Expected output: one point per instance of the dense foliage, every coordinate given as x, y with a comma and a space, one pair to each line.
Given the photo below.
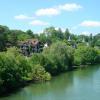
86, 55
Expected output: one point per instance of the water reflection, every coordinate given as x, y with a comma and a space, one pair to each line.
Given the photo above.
83, 84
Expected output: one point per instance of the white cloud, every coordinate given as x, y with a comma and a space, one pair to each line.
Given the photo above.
57, 10
23, 17
90, 23
38, 23
70, 7
86, 33
47, 12
63, 29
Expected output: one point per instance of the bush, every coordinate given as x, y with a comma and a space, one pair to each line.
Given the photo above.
58, 58
85, 55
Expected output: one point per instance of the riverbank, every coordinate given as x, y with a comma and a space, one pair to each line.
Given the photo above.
82, 84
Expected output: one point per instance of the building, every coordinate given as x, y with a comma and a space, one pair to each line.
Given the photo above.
30, 46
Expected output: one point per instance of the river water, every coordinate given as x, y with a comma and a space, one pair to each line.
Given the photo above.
81, 84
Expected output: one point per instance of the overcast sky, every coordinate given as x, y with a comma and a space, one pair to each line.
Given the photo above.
80, 16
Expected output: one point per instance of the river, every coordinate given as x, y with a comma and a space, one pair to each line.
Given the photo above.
81, 84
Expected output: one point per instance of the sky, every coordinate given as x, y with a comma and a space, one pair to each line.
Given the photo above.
79, 16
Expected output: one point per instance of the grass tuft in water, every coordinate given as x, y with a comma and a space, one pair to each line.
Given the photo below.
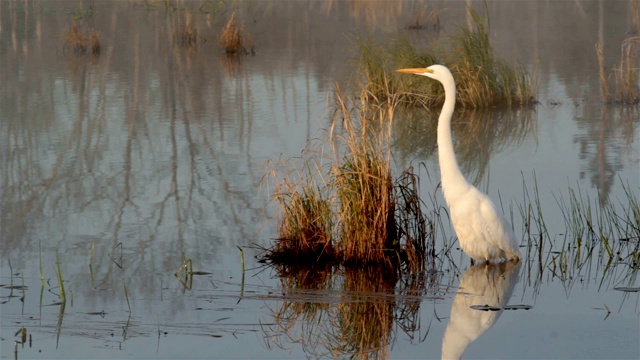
601, 240
626, 87
232, 38
344, 204
483, 80
63, 295
187, 35
79, 43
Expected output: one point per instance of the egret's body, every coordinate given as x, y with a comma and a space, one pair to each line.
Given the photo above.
483, 232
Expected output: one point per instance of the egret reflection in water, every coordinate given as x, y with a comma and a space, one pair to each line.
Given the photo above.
484, 291
483, 232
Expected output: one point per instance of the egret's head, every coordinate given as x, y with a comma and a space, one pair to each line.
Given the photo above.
437, 72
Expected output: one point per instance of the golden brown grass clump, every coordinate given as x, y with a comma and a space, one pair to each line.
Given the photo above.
625, 75
232, 37
346, 206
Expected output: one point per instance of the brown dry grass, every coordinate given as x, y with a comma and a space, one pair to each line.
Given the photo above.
232, 37
345, 205
76, 42
188, 34
626, 88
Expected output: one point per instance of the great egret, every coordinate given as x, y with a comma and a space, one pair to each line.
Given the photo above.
483, 232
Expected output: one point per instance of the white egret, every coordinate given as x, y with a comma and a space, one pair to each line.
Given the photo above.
483, 232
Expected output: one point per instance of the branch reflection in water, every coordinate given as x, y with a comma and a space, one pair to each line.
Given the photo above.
484, 291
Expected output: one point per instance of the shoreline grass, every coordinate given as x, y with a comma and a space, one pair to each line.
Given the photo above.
626, 87
233, 38
79, 43
483, 80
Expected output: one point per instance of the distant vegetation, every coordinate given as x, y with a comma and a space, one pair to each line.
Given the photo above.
188, 34
79, 43
482, 79
626, 87
232, 38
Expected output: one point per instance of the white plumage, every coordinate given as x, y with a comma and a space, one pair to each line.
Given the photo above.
483, 232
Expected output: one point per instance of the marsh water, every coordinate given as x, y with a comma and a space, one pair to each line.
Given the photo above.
115, 168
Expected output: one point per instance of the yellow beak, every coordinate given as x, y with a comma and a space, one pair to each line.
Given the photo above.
415, 70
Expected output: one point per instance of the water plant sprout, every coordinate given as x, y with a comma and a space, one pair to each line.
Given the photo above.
483, 232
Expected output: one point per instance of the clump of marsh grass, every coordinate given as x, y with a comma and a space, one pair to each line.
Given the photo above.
483, 80
79, 43
233, 39
626, 88
187, 35
345, 205
600, 240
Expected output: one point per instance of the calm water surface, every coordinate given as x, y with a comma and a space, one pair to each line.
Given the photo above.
121, 164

○ ○ ○ ○ ○ ○ ○

What you should do:
Print all the records again exactly; do not include any picture.

Task result:
Expected output: one point per instance of the dense foliage, every coordinate given as x, y with a comma and a space, one pair to each line.
Given the photo below.
86, 55
Expected output: one point per instance of the water reflection, every coordinate given as x, y with a comma and a space, one pair to each line.
Given the photo above.
83, 84
Expected output: one point per instance of the white cloud, every coordinate given as x, y with a comma and a space, one pair to each line.
Given the photo above.
57, 10
23, 17
90, 23
38, 23
70, 7
86, 33
47, 12
63, 29
Expected output: one point per instance of the bush, every coordinate given as x, y with a comma and a space, one pair to each line.
Given the photo above.
58, 58
85, 55
Expected output: one point per instance of the riverbank, every coordinate given as x, y with a comma and a space, one pair to each line.
Given the photo above.
82, 84
Expected output: one point per instance of the building, every coordinate given as x, y with a comma and a space, one pair to each line.
Given the photo above.
30, 46
Expected output: one point per instance of the river water, every coordinate given as x, y with a comma and a space, one pair to each line.
Given the photo above.
81, 84
Expected output: one point per instance of the overcast sky, every coordinate given as x, y with a comma and a space, one pair to each line.
Given the photo above.
80, 16
Expected output: one point per instance of the river, every coordinate given as x, y with a comma and a space, one pair to each line.
Given the photo above.
81, 84
Expected output: one point per instance of the sky, every coordinate given as x, y with a comma and a space, one pair to each line.
Given the photo above.
79, 16
Expected output: one point per instance of the grass tuft in water, every coordinate given as x, y with a comma and a space, one pair to each line.
Given the photo below.
601, 240
626, 87
232, 38
344, 204
483, 80
63, 295
187, 35
79, 43
Expected output: one point per instance of the egret's body, every coordinate given as x, y with a comma and a space, one pair to each line.
Given the photo above.
483, 232
Expected output: one point per instance of the egret reflection in water, every coordinate given as x, y with a comma and a space, one pair to each line.
Given the photo above.
484, 291
483, 232
Expected output: one point per instance of the egret's head, every coordinate given as x, y with a comma and a space, one pair to each line.
Given the photo above.
437, 72
Expected output: one point per instance of the golden brown grass clump, every coordinate given as x, y with a comma and a space, one pair to each line.
Given the photo above.
625, 75
232, 37
346, 206
Expected output: one point per instance of the brown dry grass, every coordinate given as x, y with a comma and a space, one pair to each line.
Given the photo above.
232, 37
345, 205
76, 42
188, 34
626, 88
Expected output: one point per instance of the great egret, every coordinate given as x, y with a comma and a space, one pair to each line.
Given the photo above.
483, 232
Expected output: one point per instance of the white egret, every coordinate given as x, y with a comma and a space, one pair to each line.
Given the photo above.
483, 232
Expected output: one point per instance of the branch reflection in water, every coordinate given as x, y with a comma and a space, one pair to each line.
Given the photo above.
484, 291
Expected output: one point per instance of the shoreline grass, every coordinate given as x, y with a comma and a space, one pair to each line.
Given the photo above.
626, 87
233, 38
79, 43
483, 80
Expected output: one point per instance of the distant vegetation, every coordinate given as x, y with a comma and a space, one pair to each line.
Given the photo above.
188, 34
79, 43
482, 79
626, 87
232, 38
Expected output: one point per instance of the white plumage, every coordinate given as x, y with a comma and a space, one pair to each line.
Given the photo above.
483, 232
Expected output: one point per instance of the marsh water, every coordinate given as x, y with a comma and a space, one pair to each line.
Given the photo above.
115, 168
Expected output: one point per instance of the yellow beak, every coordinate given as x, y with a comma and a space, one pair to each line.
Given the photo above.
415, 70
Expected output: one point per instance of the water plant sprout, every coordinate given as x, y with a comma and a space, one pair to each line.
Given the photo above.
483, 232
Expected output: one point per instance of the clump of marsh grass, every coordinate given as x, y with a comma and a space, one pair to each line.
Given the photo above.
483, 80
79, 43
233, 39
626, 88
187, 35
345, 205
600, 240
Expected output: one point per instance of the calm water surface, every coordinate given as x, y with a comma and a space, one pair to each line.
Given the photo above.
121, 164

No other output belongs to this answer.